▸ **DESCRIPTION OF THE TASK**:
Please reproduce all of the lines below verbatim, omitting the pictures.

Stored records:
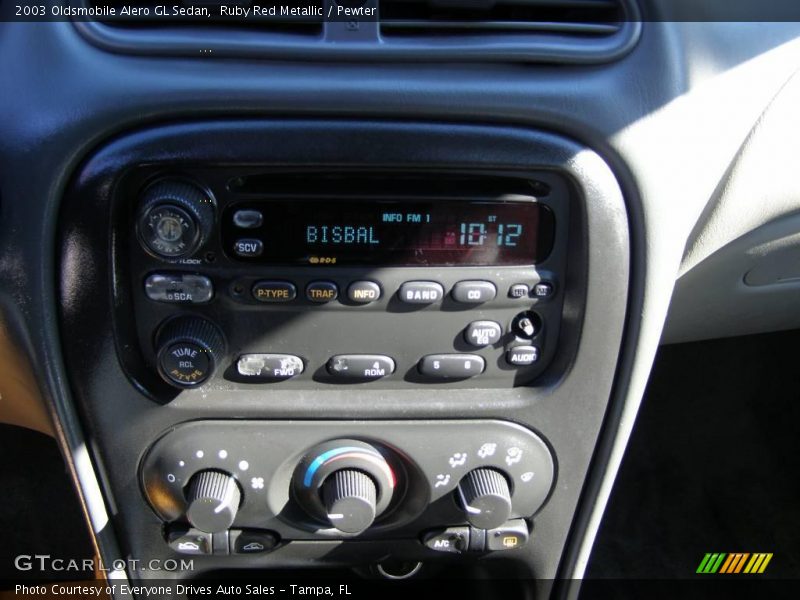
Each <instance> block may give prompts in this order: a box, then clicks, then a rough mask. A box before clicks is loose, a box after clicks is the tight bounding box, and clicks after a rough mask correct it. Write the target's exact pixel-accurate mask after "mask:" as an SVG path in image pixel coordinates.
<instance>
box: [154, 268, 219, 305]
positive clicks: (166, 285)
mask: <svg viewBox="0 0 800 600" xmlns="http://www.w3.org/2000/svg"><path fill="white" fill-rule="evenodd" d="M144 292H145V294H147V297H148V298H150V300H155V301H156V302H170V303H174V304H202V303H203V302H208V301H209V300H211V296H213V295H214V286H213V285H212V284H211V280H210V279H209V278H208V277H205V276H203V275H190V274H188V273H187V274H181V273H172V274H170V273H153V274H152V275H150V276H149V277H148V278H147V279H146V280H145V282H144Z"/></svg>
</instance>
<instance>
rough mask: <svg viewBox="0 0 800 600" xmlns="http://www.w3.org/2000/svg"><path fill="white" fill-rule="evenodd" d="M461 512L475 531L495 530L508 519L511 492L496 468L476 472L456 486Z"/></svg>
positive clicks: (465, 477)
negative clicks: (466, 517) (463, 513)
mask: <svg viewBox="0 0 800 600" xmlns="http://www.w3.org/2000/svg"><path fill="white" fill-rule="evenodd" d="M458 493H459V495H460V496H461V501H462V503H463V508H464V512H465V513H466V515H467V521H469V522H470V523H471V524H472V525H473V526H474V527H477V528H478V529H494V528H496V527H500V526H501V525H502V524H503V523H505V522H506V521H508V518H509V517H510V516H511V490H509V488H508V480H507V479H506V478H505V476H504V475H503V474H502V473H501V472H500V471H496V470H495V469H486V468H483V469H475V470H474V471H470V472H469V473H467V474H466V476H465V477H464V478H463V479H462V480H461V481H460V482H459V484H458Z"/></svg>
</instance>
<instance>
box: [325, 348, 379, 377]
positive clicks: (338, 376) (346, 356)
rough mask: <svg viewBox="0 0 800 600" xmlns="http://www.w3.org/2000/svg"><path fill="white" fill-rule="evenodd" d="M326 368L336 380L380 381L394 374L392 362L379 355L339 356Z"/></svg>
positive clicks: (336, 357) (337, 355) (372, 354)
mask: <svg viewBox="0 0 800 600" xmlns="http://www.w3.org/2000/svg"><path fill="white" fill-rule="evenodd" d="M327 367H328V373H330V374H331V375H332V376H333V377H336V378H337V379H360V380H370V379H380V378H382V377H386V376H388V375H391V374H392V373H394V360H393V359H392V358H390V357H388V356H383V355H381V354H339V355H336V356H332V357H331V358H330V360H328V365H327Z"/></svg>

▸ **RESULT**:
Each <instance> block may give prompts in this order: a box, then clicks, then a rough mask. A box before clicks is loose, a box after clicks is the tight bounding box, and clicks after a rough mask correct it. Write the target's exact pixel-accurate mask after "mask:" as an SVG path in image pixel coordinates.
<instance>
box: [154, 268, 219, 305]
positive clicks: (166, 285)
mask: <svg viewBox="0 0 800 600" xmlns="http://www.w3.org/2000/svg"><path fill="white" fill-rule="evenodd" d="M144 292H145V294H147V297H148V298H150V300H155V301H156V302H170V303H174V304H202V303H203V302H208V301H209V300H211V296H213V295H214V286H213V285H212V284H211V280H210V279H209V278H208V277H205V276H203V275H190V274H188V273H187V274H181V273H172V274H170V273H153V274H152V275H150V276H149V277H148V278H147V279H146V280H145V282H144Z"/></svg>
</instance>
<instance>
rough mask: <svg viewBox="0 0 800 600" xmlns="http://www.w3.org/2000/svg"><path fill="white" fill-rule="evenodd" d="M461 512L475 531L495 530L508 519L511 492L496 468L476 472L456 486Z"/></svg>
positive clicks: (465, 477)
negative clicks: (466, 517) (463, 513)
mask: <svg viewBox="0 0 800 600" xmlns="http://www.w3.org/2000/svg"><path fill="white" fill-rule="evenodd" d="M458 493H459V495H460V496H461V501H462V503H463V508H464V512H465V513H466V515H467V521H469V522H470V523H471V524H472V525H473V526H474V527H477V528H478V529H494V528H496V527H500V526H501V525H502V524H503V523H505V522H506V521H508V518H509V517H510V516H511V490H509V488H508V480H507V479H506V478H505V476H504V475H503V474H502V473H501V472H500V471H496V470H495V469H486V468H483V469H475V470H474V471H470V472H469V473H467V474H466V476H465V477H464V478H463V479H462V480H461V481H460V482H459V484H458Z"/></svg>
</instance>
<instance>
box: [325, 348, 379, 377]
positive clicks: (338, 376) (346, 356)
rough mask: <svg viewBox="0 0 800 600" xmlns="http://www.w3.org/2000/svg"><path fill="white" fill-rule="evenodd" d="M326 368L336 380L380 381L394 374L392 362L379 355L339 356Z"/></svg>
positive clicks: (336, 357) (337, 355) (372, 354)
mask: <svg viewBox="0 0 800 600" xmlns="http://www.w3.org/2000/svg"><path fill="white" fill-rule="evenodd" d="M327 367H328V373H330V374H331V375H332V376H333V377H336V378H337V379H360V380H370V379H380V378H382V377H386V376H388V375H391V374H392V373H394V360H393V359H392V358H390V357H388V356H383V355H381V354H339V355H336V356H332V357H331V358H330V360H328V365H327Z"/></svg>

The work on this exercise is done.